Task inputs:
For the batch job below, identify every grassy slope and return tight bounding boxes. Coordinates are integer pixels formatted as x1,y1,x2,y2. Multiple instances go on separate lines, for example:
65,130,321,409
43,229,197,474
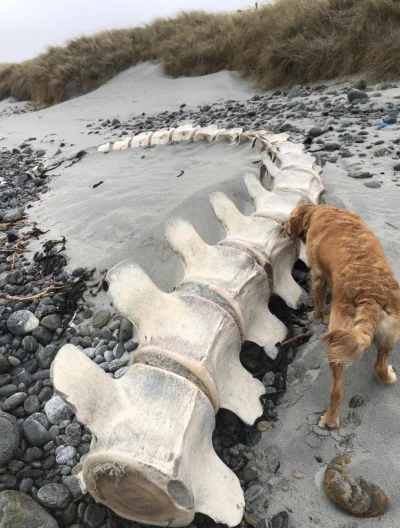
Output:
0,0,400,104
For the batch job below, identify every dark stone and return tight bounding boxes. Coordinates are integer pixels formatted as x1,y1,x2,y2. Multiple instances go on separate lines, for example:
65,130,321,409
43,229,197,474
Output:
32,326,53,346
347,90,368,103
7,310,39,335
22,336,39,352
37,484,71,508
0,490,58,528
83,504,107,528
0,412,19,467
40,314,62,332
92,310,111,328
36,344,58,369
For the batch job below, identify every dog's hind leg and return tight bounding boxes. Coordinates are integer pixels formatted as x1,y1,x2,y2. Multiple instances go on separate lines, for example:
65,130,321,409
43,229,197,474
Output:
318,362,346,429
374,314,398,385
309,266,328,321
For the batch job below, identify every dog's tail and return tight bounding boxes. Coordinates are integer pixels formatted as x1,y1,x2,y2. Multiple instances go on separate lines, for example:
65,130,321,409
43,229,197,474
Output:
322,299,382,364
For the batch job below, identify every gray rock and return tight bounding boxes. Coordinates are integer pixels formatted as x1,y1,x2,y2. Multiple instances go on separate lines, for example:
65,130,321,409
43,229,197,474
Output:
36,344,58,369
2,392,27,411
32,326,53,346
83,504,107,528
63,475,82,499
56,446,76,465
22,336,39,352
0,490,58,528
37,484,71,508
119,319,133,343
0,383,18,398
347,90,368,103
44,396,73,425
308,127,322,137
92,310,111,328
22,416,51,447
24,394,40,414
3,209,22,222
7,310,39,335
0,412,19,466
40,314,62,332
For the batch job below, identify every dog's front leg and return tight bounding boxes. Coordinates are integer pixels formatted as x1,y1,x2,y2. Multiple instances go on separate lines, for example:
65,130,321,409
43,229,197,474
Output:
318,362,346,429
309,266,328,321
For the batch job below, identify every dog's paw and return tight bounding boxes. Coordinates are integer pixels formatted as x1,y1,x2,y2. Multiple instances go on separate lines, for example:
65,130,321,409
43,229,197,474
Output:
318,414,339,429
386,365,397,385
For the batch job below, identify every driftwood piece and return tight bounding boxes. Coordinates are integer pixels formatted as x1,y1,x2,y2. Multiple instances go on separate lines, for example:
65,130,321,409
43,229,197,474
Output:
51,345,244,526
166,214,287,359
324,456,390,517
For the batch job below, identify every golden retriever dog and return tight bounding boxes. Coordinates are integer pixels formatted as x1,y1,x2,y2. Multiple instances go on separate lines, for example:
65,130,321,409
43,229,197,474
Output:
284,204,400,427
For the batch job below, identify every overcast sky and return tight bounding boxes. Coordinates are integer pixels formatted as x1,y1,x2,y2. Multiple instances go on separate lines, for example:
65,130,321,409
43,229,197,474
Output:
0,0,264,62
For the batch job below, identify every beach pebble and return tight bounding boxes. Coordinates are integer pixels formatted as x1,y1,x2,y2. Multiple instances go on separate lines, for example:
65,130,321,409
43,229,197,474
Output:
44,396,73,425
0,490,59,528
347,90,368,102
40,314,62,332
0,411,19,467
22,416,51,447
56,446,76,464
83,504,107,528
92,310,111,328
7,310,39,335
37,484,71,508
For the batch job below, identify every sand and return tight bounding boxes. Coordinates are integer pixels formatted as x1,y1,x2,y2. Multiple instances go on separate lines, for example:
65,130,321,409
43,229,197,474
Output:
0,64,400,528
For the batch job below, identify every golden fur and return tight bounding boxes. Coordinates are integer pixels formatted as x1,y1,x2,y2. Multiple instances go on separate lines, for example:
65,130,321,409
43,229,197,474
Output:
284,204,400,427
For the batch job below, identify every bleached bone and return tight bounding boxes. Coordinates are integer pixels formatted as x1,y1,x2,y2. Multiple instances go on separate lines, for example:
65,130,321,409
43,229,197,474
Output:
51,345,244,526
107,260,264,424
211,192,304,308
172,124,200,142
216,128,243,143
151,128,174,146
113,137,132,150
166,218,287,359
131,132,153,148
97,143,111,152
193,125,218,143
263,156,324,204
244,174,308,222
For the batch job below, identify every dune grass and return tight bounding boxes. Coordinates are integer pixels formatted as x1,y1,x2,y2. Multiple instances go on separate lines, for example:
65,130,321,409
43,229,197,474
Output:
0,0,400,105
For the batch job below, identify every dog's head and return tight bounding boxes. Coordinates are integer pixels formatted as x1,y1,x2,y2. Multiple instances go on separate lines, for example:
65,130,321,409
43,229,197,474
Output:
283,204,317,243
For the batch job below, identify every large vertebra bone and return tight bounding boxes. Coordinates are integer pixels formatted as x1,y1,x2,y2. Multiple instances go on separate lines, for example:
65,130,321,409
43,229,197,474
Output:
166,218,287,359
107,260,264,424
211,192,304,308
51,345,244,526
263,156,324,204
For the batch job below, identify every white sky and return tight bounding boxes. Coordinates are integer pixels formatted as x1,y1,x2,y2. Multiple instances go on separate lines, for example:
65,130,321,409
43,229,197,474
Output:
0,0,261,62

Requirements: Please reproduce the records above word for word, from their start through the line holding "0,0,400,104", with both ends included, and leave the picture out of your answer.

Solution:
For the batch job below, identify every grassy slope and return tight bounding boxes. Coordinates are integer pixels formatted as x1,y1,x2,y2. Multiple instances go on separate lines, for example:
65,130,321,409
43,229,197,474
Output:
0,0,400,104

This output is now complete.